EXERCISE DESCRIPTION> Given the entries below, please return each one exactly.

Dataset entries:
• • •

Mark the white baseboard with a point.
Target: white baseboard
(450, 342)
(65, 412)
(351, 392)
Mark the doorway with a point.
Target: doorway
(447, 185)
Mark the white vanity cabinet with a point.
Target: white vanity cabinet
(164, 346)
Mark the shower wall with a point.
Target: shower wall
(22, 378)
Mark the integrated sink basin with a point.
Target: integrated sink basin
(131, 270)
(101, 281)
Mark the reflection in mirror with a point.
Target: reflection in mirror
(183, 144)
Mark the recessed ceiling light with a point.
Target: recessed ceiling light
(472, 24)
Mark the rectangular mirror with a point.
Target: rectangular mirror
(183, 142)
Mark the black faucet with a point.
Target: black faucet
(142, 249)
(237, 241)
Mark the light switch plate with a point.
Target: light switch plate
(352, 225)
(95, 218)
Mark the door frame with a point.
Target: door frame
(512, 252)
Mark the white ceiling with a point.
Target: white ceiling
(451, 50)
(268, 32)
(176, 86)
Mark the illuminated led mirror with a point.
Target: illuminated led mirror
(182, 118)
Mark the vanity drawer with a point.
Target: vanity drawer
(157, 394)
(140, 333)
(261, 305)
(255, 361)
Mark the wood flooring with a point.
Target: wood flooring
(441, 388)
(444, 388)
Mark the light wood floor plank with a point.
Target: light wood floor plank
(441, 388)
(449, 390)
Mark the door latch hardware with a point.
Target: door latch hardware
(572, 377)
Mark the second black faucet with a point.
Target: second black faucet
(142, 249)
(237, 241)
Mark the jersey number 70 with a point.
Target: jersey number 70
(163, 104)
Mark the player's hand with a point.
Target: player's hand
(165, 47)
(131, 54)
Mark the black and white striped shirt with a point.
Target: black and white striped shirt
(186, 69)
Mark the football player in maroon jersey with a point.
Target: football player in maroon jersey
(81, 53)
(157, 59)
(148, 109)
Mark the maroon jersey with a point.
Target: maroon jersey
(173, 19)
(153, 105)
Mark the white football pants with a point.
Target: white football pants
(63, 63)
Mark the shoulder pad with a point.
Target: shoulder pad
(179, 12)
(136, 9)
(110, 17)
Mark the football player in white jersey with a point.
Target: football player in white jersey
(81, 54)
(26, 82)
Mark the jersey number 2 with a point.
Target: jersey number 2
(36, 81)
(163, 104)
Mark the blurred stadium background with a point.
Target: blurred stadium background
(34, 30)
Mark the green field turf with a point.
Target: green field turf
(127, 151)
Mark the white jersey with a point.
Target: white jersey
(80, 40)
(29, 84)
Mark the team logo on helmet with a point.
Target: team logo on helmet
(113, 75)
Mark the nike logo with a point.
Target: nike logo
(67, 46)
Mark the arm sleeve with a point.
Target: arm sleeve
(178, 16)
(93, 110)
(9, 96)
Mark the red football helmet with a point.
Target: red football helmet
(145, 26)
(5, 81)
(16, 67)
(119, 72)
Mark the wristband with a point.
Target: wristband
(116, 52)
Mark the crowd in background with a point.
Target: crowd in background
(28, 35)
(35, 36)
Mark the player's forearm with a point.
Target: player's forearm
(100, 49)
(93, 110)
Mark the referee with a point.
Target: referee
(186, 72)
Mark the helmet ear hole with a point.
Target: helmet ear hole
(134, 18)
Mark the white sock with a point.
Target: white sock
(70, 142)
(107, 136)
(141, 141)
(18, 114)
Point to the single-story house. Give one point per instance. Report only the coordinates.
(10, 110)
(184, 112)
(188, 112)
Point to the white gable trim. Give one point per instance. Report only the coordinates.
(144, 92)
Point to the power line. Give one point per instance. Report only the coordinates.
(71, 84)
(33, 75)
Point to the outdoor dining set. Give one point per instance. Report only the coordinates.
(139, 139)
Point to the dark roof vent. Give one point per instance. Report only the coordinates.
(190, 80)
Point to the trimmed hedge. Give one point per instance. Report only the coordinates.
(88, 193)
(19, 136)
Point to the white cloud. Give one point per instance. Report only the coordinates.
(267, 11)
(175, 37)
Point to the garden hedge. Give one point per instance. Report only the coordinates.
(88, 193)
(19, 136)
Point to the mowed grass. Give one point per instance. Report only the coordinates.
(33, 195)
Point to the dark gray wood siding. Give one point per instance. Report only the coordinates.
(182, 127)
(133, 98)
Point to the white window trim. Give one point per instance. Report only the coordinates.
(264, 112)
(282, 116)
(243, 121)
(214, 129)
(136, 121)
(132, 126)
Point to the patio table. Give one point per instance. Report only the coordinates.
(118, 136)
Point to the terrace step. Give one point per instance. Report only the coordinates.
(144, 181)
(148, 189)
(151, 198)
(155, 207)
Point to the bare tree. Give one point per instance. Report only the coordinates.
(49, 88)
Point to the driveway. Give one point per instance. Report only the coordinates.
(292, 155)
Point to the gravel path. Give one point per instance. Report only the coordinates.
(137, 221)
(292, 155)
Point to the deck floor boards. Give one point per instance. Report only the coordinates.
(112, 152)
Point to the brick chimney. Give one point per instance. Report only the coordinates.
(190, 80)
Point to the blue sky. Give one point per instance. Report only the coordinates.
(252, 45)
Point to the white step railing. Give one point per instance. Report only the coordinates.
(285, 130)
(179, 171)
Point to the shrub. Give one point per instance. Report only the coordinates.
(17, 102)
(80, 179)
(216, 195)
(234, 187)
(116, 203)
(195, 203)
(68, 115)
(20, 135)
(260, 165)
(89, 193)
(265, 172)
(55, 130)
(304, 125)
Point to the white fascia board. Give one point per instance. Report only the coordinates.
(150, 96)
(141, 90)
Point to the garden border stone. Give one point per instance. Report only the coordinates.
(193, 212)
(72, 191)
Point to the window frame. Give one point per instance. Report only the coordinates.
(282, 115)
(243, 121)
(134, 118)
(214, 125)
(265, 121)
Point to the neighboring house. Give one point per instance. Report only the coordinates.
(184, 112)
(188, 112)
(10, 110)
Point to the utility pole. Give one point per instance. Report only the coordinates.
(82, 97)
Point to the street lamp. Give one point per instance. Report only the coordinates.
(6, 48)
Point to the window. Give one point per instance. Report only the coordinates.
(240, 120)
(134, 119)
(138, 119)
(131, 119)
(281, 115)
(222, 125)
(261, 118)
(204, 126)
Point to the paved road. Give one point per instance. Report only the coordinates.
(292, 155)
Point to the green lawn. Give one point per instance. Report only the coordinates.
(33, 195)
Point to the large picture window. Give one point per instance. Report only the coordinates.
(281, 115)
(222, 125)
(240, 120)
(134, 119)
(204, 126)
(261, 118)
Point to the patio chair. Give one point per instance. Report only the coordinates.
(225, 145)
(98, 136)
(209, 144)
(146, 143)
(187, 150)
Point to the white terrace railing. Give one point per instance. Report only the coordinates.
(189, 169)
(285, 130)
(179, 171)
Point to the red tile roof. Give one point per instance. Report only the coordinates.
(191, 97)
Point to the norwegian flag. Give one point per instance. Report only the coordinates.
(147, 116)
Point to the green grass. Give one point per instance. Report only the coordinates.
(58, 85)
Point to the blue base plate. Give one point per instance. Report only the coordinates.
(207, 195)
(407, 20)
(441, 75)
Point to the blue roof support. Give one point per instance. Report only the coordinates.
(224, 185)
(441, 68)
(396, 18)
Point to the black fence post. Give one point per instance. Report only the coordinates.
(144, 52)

• • •

EXERCISE RESULT>
Mark the white baseboard with a point.
Target: white baseboard
(450, 342)
(65, 412)
(351, 392)
Mark the doorway with a point.
Target: doorway
(447, 185)
Mark the white vanity cabinet with a point.
Target: white vanity cabinet
(164, 346)
Mark the shower wall with a point.
Target: shower wall
(22, 378)
Mark the integrated sink basin with a point.
Target: integrated sink basin
(131, 270)
(101, 281)
Mark the reflection in mirror with a point.
Target: reflection in mirror
(183, 144)
Mark the recessed ceiling light with a point.
Target: recessed ceiling light
(472, 24)
Mark the rectangular mirror with a point.
Target: rectangular mirror
(183, 142)
Mark the black faucet with a point.
Target: black faucet
(142, 249)
(237, 241)
Mark the light switch plate with a point.
Target: light switch plate
(352, 225)
(95, 218)
Mark the door frame with a point.
Target: door frame
(512, 252)
Mark the white ceiling with a point.
Target: white ceiling
(451, 50)
(268, 32)
(176, 86)
Mark the illuminated led mirror with a point.
Target: illuminated led mirror
(182, 118)
Mark the vanity drawer with a point.
Target: vanity drawer
(157, 394)
(140, 333)
(261, 305)
(255, 361)
Mark the wood flooring with a point.
Target: wood flooring
(441, 388)
(444, 388)
Mark the light wood floor plank with a point.
Target: light wood floor plank
(441, 388)
(449, 390)
Mark the door latch hardware with a point.
Target: door latch hardware
(572, 377)
Mark the second black faucet with a point.
Target: second black faucet
(142, 249)
(237, 241)
Mark the jersey number 70 with a point.
Target: jersey number 70
(163, 104)
Mark the player's hand with a point.
Target: player's hand
(165, 47)
(131, 54)
Mark the black and white striped shirt with a point.
Target: black and white striped shirt
(186, 69)
Mark the football player in maroon jersey with a point.
Target: football player in maroon jersey
(81, 53)
(157, 59)
(148, 109)
Mark the maroon jersey with a point.
Target: maroon jersey
(173, 19)
(153, 105)
Mark the white football pants with a point.
Target: white football pants
(63, 63)
Mark the shoulder pad with a point.
Target: shoulder pad
(179, 12)
(136, 9)
(110, 17)
Mark the football player in white jersey with a point.
Target: football player in white jersey
(81, 54)
(26, 82)
Mark the jersey number 2 with a point.
Target: jersey number 2
(36, 81)
(163, 104)
Mark the blurred stadium background with a point.
Target: blurred stadium background
(34, 30)
Mark the green field turf with a point.
Target: green field turf
(127, 151)
Mark the white jersey with a point.
Target: white jersey
(80, 40)
(29, 84)
Mark the team logo on helmet with a point.
Target: team logo on helmet
(113, 75)
Mark the nike logo with a point.
Target: nike logo
(67, 46)
Mark the arm sleeve with a point.
Target: arm sleeve
(178, 16)
(93, 110)
(9, 96)
Mark the red football helmet with a point.
Target: red football helmet
(145, 26)
(5, 81)
(16, 67)
(119, 72)
Mark the wristband with a point.
Target: wristband
(116, 52)
Mark the crowd in background with a point.
Target: crowd in background
(28, 35)
(35, 36)
Mark the player's forearm with a point.
Target: player's forearm
(100, 49)
(93, 110)
Mark the referee with a point.
Target: referee
(186, 72)
Mark the helmet ear hole with a point.
Target: helmet ear hole
(134, 18)
Mark the white sock with a point.
Target: white sock
(70, 142)
(107, 136)
(141, 141)
(18, 114)
Point to the single-story house. Give one point per instance. Report only the coordinates.
(10, 110)
(184, 112)
(188, 112)
Point to the white gable trim. Give one point per instance. Report only the coordinates.
(144, 92)
Point to the power line. Give one point per instance. Report only the coordinates.
(71, 84)
(33, 75)
Point to the outdoor dining set. Give one point per instance. Report only the coordinates.
(139, 139)
Point to the dark roof vent. Give one point per instance. Report only the coordinates.
(190, 80)
Point to the trimmed hedge. Give one point per instance. Report only the coordinates.
(88, 193)
(19, 136)
Point to the white cloud. Give one point per instance. Report only the coordinates.
(267, 11)
(175, 37)
Point to the garden hedge. Give one point per instance. Report only the coordinates.
(88, 193)
(19, 136)
Point to the mowed grass. Give one point per instance. Report only the coordinates.
(33, 195)
Point to the dark gray wood siding. Give one point per instance. Report only the coordinates.
(182, 127)
(133, 98)
Point to the white window trim. Give one point per instance. Report only the coordinates.
(264, 112)
(282, 116)
(243, 121)
(214, 129)
(136, 121)
(132, 126)
Point to the patio table. Give one point per instance. Report only the coordinates.
(118, 136)
Point to the terrace step. Give one point per instance. Report only the coordinates.
(144, 181)
(148, 189)
(151, 198)
(155, 207)
Point to the bare tree. Give one point per instance. Report only the coordinates.
(49, 88)
Point to the driveway. Give one point per instance. Report only the coordinates.
(292, 155)
Point to the gravel path. Give one point per instance. Report only the coordinates.
(137, 221)
(292, 155)
Point to the deck floor boards. Give one point per instance. Report only the coordinates.
(112, 152)
Point to the brick chimney. Give one point per instance. Report only the coordinates.
(190, 80)
Point to the blue sky. Give one point per instance. Report only the coordinates.
(252, 45)
Point to the white step railing. Give one point per instance. Report only the coordinates.
(285, 130)
(179, 171)
Point to the shrub. Give one point per instance. Report only the coordinates.
(17, 102)
(80, 179)
(216, 195)
(234, 187)
(116, 203)
(195, 203)
(68, 115)
(20, 135)
(260, 165)
(89, 193)
(265, 172)
(55, 130)
(304, 125)
Point to the white fascia board. Give one point per instance. Report only the coordinates.
(150, 96)
(141, 90)
Point to the garden border stone. Give one point per instance. Report only the coordinates.
(193, 212)
(72, 191)
Point to the window frame. Give one point per instance. Report only the coordinates.
(282, 115)
(243, 121)
(134, 118)
(214, 125)
(265, 121)
Point to the neighboring house. Give one point per instance. Report only the coordinates.
(184, 112)
(188, 112)
(10, 110)
Point to the utility pole. Give one point per instance. Report only the coordinates.
(82, 97)
Point to the street lamp. Give one point per instance. Report only the coordinates.
(6, 48)
Point to the window. Give one point per instance. Report only the coordinates.
(240, 120)
(134, 119)
(138, 119)
(131, 119)
(281, 115)
(222, 125)
(261, 118)
(204, 126)
Point to the paved road. Give one point per instance. Report only the coordinates.
(292, 155)
Point to the green lawn. Give one point per instance. Report only the coordinates.
(33, 195)
Point to the large picture window. Give one point per instance. Report only the coordinates.
(281, 115)
(222, 125)
(240, 120)
(134, 119)
(204, 126)
(261, 118)
Point to the patio chair. Give one point per instance. Report only the coordinates.
(225, 145)
(98, 136)
(209, 144)
(146, 143)
(187, 150)
Point to the white terrace railing. Give one point per instance. Report only the coordinates.
(189, 169)
(285, 130)
(179, 171)
Point to the red tile roof. Give one point per instance. Report only the coordinates.
(191, 97)
Point to the norwegian flag. Give one point per instance. Report only the coordinates.
(147, 116)
Point to the green grass. Give one point per instance. Report only the coordinates.
(58, 85)
Point to the blue base plate. Give one point per instance. Report only the coordinates.
(207, 195)
(407, 20)
(441, 75)
Point to the blue roof support. Give one point per instance. Report only the coordinates.
(224, 185)
(441, 68)
(396, 18)
Point to the black fence post. Give one point per instance. Report only the coordinates.
(144, 52)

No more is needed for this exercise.